# Exercise instructions
Word for word, copy out the data below, omitting pictures.

# Provided entries
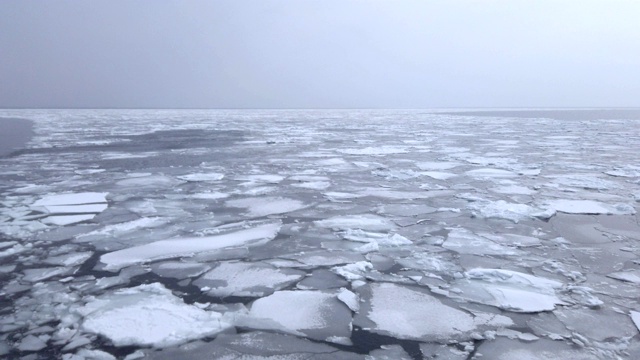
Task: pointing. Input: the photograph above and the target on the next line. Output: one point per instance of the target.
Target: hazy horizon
(320, 54)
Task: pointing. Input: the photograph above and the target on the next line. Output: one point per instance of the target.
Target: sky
(319, 53)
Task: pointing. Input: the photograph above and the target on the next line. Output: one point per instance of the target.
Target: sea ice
(490, 173)
(62, 220)
(185, 247)
(253, 345)
(258, 207)
(364, 222)
(437, 166)
(509, 211)
(509, 290)
(513, 189)
(408, 313)
(439, 175)
(375, 151)
(148, 315)
(464, 241)
(201, 177)
(72, 199)
(589, 207)
(632, 276)
(246, 279)
(314, 314)
(543, 349)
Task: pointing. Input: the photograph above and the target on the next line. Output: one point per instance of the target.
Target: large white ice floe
(263, 206)
(509, 211)
(375, 151)
(201, 177)
(543, 349)
(148, 315)
(411, 313)
(318, 315)
(67, 209)
(509, 290)
(490, 173)
(184, 247)
(589, 207)
(363, 222)
(464, 241)
(246, 279)
(253, 345)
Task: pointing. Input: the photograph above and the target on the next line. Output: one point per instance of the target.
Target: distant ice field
(321, 234)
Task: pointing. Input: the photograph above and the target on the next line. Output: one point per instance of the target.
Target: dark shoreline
(14, 134)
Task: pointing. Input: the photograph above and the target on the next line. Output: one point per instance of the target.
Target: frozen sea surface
(321, 235)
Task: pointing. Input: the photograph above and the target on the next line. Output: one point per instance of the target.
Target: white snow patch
(589, 207)
(201, 177)
(148, 315)
(257, 207)
(364, 222)
(408, 314)
(509, 290)
(509, 211)
(182, 247)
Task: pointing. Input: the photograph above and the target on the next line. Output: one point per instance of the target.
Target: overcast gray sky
(320, 54)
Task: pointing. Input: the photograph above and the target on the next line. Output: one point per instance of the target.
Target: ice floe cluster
(319, 234)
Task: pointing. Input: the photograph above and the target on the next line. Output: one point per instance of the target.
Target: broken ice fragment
(589, 207)
(148, 315)
(257, 207)
(408, 313)
(246, 279)
(181, 247)
(201, 177)
(315, 314)
(509, 290)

# Exercise answer
Task: pointing. Input: the photograph above and the target on the next line. Output: one point per instance of the target.
Target: hazy horizon
(320, 54)
Task: pointing. Input: the photograph above and the target on the next line. Output: one point per instance of the target.
Target: sky
(319, 53)
Task: pointing. Input: the photograph above and the target on the next line. Output: one point per instance of the target.
Target: sea ice
(490, 173)
(62, 220)
(185, 247)
(253, 345)
(258, 207)
(364, 222)
(437, 166)
(509, 211)
(509, 290)
(513, 189)
(408, 313)
(439, 175)
(375, 151)
(148, 315)
(464, 241)
(201, 177)
(72, 199)
(589, 207)
(632, 276)
(246, 279)
(314, 314)
(543, 349)
Task: pointing. Input: the photograph above and the target on the next line. Output: one point per instance of the target.
Target: large white ice floe
(263, 206)
(509, 211)
(375, 151)
(201, 177)
(543, 349)
(148, 315)
(411, 313)
(318, 315)
(67, 209)
(509, 290)
(490, 173)
(184, 247)
(589, 207)
(363, 222)
(464, 241)
(246, 279)
(253, 345)
Task: pointing. Input: the photograph above and the target on the next line. Output: one point per instance of the target.
Target: distant ice field
(321, 234)
Task: pointing. Input: the photograph above and the target on the next line. Output: one point per instance of the target.
Target: dark shoreline
(14, 134)
Task: pointing. Input: the photograph above and the target on the next line. Output: one point per instance of the target.
Target: frozen sea surface
(321, 235)
Task: pointing. Input: the photograph above and the target on the next line. Output: one point per instance of the target.
Target: white snow patch
(589, 207)
(201, 177)
(148, 315)
(257, 207)
(364, 222)
(408, 314)
(509, 290)
(509, 211)
(182, 247)
Task: pointing. Input: the photograph above and the target on the next line. Output: one point per instance of the target.
Target: overcast gray sky
(320, 54)
Task: pointing. Input: the photograph above and the target on the next line. Output: one point per instance of the target.
Target: ice floe cluster
(319, 234)
Task: pointing. Input: the photograph above and the target on the next line. Output: one point per instance of the target.
Target: broken ice fragment
(589, 207)
(148, 315)
(257, 207)
(408, 313)
(246, 279)
(181, 247)
(201, 177)
(315, 314)
(509, 290)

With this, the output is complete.